* START SOURCE DOCUMENT *
My personal tactic for upgrading is that the new GPU or CPU I buy must have about double the power of my previous system. (eg. I upgrade from HD5870 (P4800 3dmark11) to HD7970 (P8380 in 3dmark11)).

The thing is that HD5850 is not a bad card even right now but I've heard that Xfire for this card doesnt scale as well as the HD6000 (and thats why I never bought a 2nd HD5870 for my system).

The other GPUs you have listed will not be a real upgrade, you are going to spend that much money for just around 20% performance? (Imagine if you are playing at 30fps Skyrim this means you will play with 36fps, worth it?)

Just as other users said, the HD5850 performs the same as the equivalents of the newer generation cards, the HD6950 and HD6870 (I think the 6950 is around 10% faster than the 5850).

Since you mention that you could wait abit, I think thats what you should do. Wait for more HD7000 series and nVidia's answer and buy once you will have a plethora of choises. Right now you are stuck with a HD7950 in order to see a real improvement, and that one will definately have a small drop in prices a month later and when nvidia has their cards out.
 
You have two options.
1. You can wait until the next big thing comes out, but then you could always be waiting for the next big thing

2. You could buy now and live with your choices, but it might not be as fast as the next big thing might be.

Each one is a valid response to a valid problem. So, as yoda says, Do or Do not do. There is no try...
 
I have a 5850 that was running Skyrim on high, not Ultra. I took a chance and flashed the bios to a MSI 5870 and bang! Skyrim on Ultra, huge difference. The clock on the card went from 775/1000 to 850/1200, I bumped it to 900 and the card still runs fine on stock cooling.
* END SOURCE DOCUMENT *
= GIVEN PROBLEM A =
Write out the entries that follow this line, reproducing each one word for word.
= GIVEN PROBLEM B =
Continue the text above about upgrading from an HD5850 graphics card, picking up after its final sentence.
* START RECORDS TO USE *
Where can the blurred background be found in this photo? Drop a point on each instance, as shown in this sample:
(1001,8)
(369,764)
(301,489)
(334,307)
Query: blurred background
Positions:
* END RECORDS TO USE *
= RESPONSE A =
Where can the blurred background be found in this photo? Drop a point on each instance, as shown in this sample:
(1001,8)
(369,764)
(301,489)
(334,307)
Query: blurred background
Positions:

= RESPONSE B =
Before the bios flash I could not get this card to budge on an OC enough to notice.
Good luck, you may be able to buy yourself six months and watch the prices drop.
 
its hard to guess what the 7870 will be, more interesting if this chart is correct which it seems to be, the 7890 will be a interesting card.

I'm really just waiting for reviews on these cards. I have two 6870's-1gbs now in crossfire, running 3X1080. I don't think i am going to wait for Kepler. I am about to buy a 7970, but figured i would wait to see what the rest of the series offers. 7870's in crossfire might be a very appealing, or 7890's in crossfire.

at the original poster a single 5850, can push 1080P pretty well. Might want to look at used 6970, i am sure there are few floating around after people have purchased the 7970's. Then again you can always wait and see what kepler and the rest of the 7XXX series brings.
r31yv3d.jpg
 
560 TI 448's are supposedly equal to or better than a 570. Which according to the tomshardware chart is 2 tiers better. Although there may be good deals on video cards, do you think it'll justify the purchase even though your 5850 is doing fine?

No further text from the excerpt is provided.